• **Exercise instructions**: Report how many of the lines below contain the word "church", giving only the number.

........

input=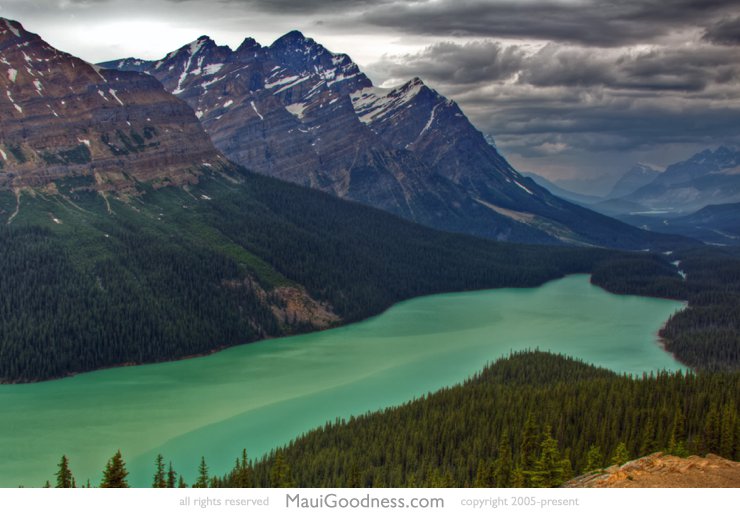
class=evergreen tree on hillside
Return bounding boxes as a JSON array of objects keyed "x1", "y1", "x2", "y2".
[
  {"x1": 152, "y1": 453, "x2": 167, "y2": 488},
  {"x1": 56, "y1": 455, "x2": 75, "y2": 488},
  {"x1": 193, "y1": 457, "x2": 208, "y2": 487},
  {"x1": 166, "y1": 461, "x2": 177, "y2": 489},
  {"x1": 612, "y1": 441, "x2": 630, "y2": 466},
  {"x1": 583, "y1": 444, "x2": 604, "y2": 473},
  {"x1": 100, "y1": 450, "x2": 128, "y2": 488},
  {"x1": 493, "y1": 430, "x2": 514, "y2": 487}
]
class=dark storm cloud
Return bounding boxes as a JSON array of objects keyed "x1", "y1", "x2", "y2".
[
  {"x1": 704, "y1": 16, "x2": 740, "y2": 45},
  {"x1": 362, "y1": 0, "x2": 738, "y2": 46},
  {"x1": 369, "y1": 41, "x2": 525, "y2": 85},
  {"x1": 368, "y1": 35, "x2": 740, "y2": 157},
  {"x1": 167, "y1": 0, "x2": 408, "y2": 14}
]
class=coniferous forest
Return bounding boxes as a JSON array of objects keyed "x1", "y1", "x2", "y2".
[
  {"x1": 47, "y1": 352, "x2": 740, "y2": 487},
  {"x1": 0, "y1": 168, "x2": 740, "y2": 382},
  {"x1": 0, "y1": 170, "x2": 608, "y2": 382}
]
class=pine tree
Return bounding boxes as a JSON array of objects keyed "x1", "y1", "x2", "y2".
[
  {"x1": 270, "y1": 452, "x2": 293, "y2": 487},
  {"x1": 100, "y1": 450, "x2": 128, "y2": 488},
  {"x1": 519, "y1": 412, "x2": 540, "y2": 472},
  {"x1": 583, "y1": 444, "x2": 604, "y2": 473},
  {"x1": 666, "y1": 405, "x2": 689, "y2": 457},
  {"x1": 531, "y1": 426, "x2": 563, "y2": 487},
  {"x1": 152, "y1": 453, "x2": 167, "y2": 488},
  {"x1": 232, "y1": 449, "x2": 252, "y2": 487},
  {"x1": 193, "y1": 457, "x2": 208, "y2": 488},
  {"x1": 511, "y1": 466, "x2": 526, "y2": 488},
  {"x1": 612, "y1": 442, "x2": 630, "y2": 466},
  {"x1": 493, "y1": 430, "x2": 514, "y2": 487},
  {"x1": 347, "y1": 461, "x2": 364, "y2": 488},
  {"x1": 473, "y1": 460, "x2": 494, "y2": 487},
  {"x1": 56, "y1": 455, "x2": 75, "y2": 488},
  {"x1": 639, "y1": 417, "x2": 657, "y2": 455},
  {"x1": 719, "y1": 403, "x2": 737, "y2": 459},
  {"x1": 702, "y1": 403, "x2": 720, "y2": 453},
  {"x1": 166, "y1": 461, "x2": 177, "y2": 489}
]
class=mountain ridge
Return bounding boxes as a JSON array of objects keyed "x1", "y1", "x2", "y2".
[
  {"x1": 101, "y1": 31, "x2": 688, "y2": 249},
  {"x1": 0, "y1": 19, "x2": 231, "y2": 193}
]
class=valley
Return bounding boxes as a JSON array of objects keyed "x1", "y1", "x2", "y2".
[
  {"x1": 0, "y1": 275, "x2": 685, "y2": 487},
  {"x1": 0, "y1": 13, "x2": 740, "y2": 487}
]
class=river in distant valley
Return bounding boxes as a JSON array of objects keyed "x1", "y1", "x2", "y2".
[{"x1": 0, "y1": 275, "x2": 683, "y2": 487}]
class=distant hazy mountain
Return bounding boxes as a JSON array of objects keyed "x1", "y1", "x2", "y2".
[
  {"x1": 102, "y1": 31, "x2": 680, "y2": 248},
  {"x1": 5, "y1": 18, "x2": 642, "y2": 383},
  {"x1": 522, "y1": 172, "x2": 602, "y2": 206},
  {"x1": 606, "y1": 163, "x2": 660, "y2": 198},
  {"x1": 622, "y1": 203, "x2": 740, "y2": 245},
  {"x1": 623, "y1": 146, "x2": 740, "y2": 213}
]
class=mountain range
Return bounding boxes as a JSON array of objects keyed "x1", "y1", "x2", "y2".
[
  {"x1": 0, "y1": 19, "x2": 641, "y2": 382},
  {"x1": 623, "y1": 146, "x2": 740, "y2": 214},
  {"x1": 101, "y1": 31, "x2": 684, "y2": 249}
]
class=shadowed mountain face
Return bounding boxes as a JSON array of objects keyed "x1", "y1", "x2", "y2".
[
  {"x1": 102, "y1": 32, "x2": 684, "y2": 248},
  {"x1": 0, "y1": 19, "x2": 225, "y2": 191}
]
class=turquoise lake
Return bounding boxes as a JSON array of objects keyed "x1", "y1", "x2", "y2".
[{"x1": 0, "y1": 275, "x2": 683, "y2": 487}]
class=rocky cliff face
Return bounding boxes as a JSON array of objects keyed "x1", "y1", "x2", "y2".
[
  {"x1": 102, "y1": 32, "x2": 676, "y2": 248},
  {"x1": 564, "y1": 452, "x2": 740, "y2": 487},
  {"x1": 0, "y1": 19, "x2": 226, "y2": 191}
]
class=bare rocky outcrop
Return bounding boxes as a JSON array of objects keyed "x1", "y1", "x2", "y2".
[
  {"x1": 0, "y1": 18, "x2": 226, "y2": 192},
  {"x1": 563, "y1": 452, "x2": 740, "y2": 487}
]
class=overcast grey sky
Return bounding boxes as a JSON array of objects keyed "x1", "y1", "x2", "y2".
[{"x1": 0, "y1": 0, "x2": 740, "y2": 188}]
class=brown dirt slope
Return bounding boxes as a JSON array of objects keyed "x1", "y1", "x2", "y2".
[{"x1": 564, "y1": 452, "x2": 740, "y2": 487}]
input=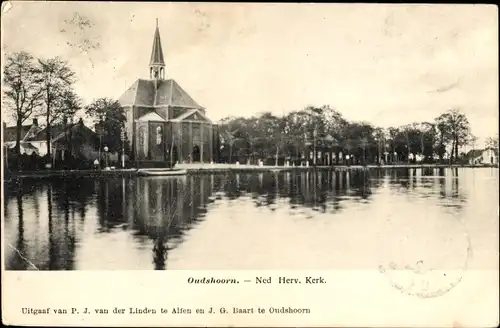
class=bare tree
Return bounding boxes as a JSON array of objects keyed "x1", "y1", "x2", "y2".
[
  {"x1": 38, "y1": 57, "x2": 75, "y2": 156},
  {"x1": 3, "y1": 52, "x2": 42, "y2": 154}
]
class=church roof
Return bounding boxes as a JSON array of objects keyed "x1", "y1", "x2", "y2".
[
  {"x1": 137, "y1": 112, "x2": 166, "y2": 122},
  {"x1": 118, "y1": 79, "x2": 204, "y2": 109},
  {"x1": 149, "y1": 20, "x2": 165, "y2": 66}
]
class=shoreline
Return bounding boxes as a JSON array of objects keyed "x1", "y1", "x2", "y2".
[{"x1": 4, "y1": 164, "x2": 498, "y2": 181}]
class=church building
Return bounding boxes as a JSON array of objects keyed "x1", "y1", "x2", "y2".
[{"x1": 118, "y1": 21, "x2": 219, "y2": 166}]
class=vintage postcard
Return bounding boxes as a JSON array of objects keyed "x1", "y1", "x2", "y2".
[{"x1": 1, "y1": 1, "x2": 499, "y2": 327}]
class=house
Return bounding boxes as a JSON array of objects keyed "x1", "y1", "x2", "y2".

........

• **Response below**: 2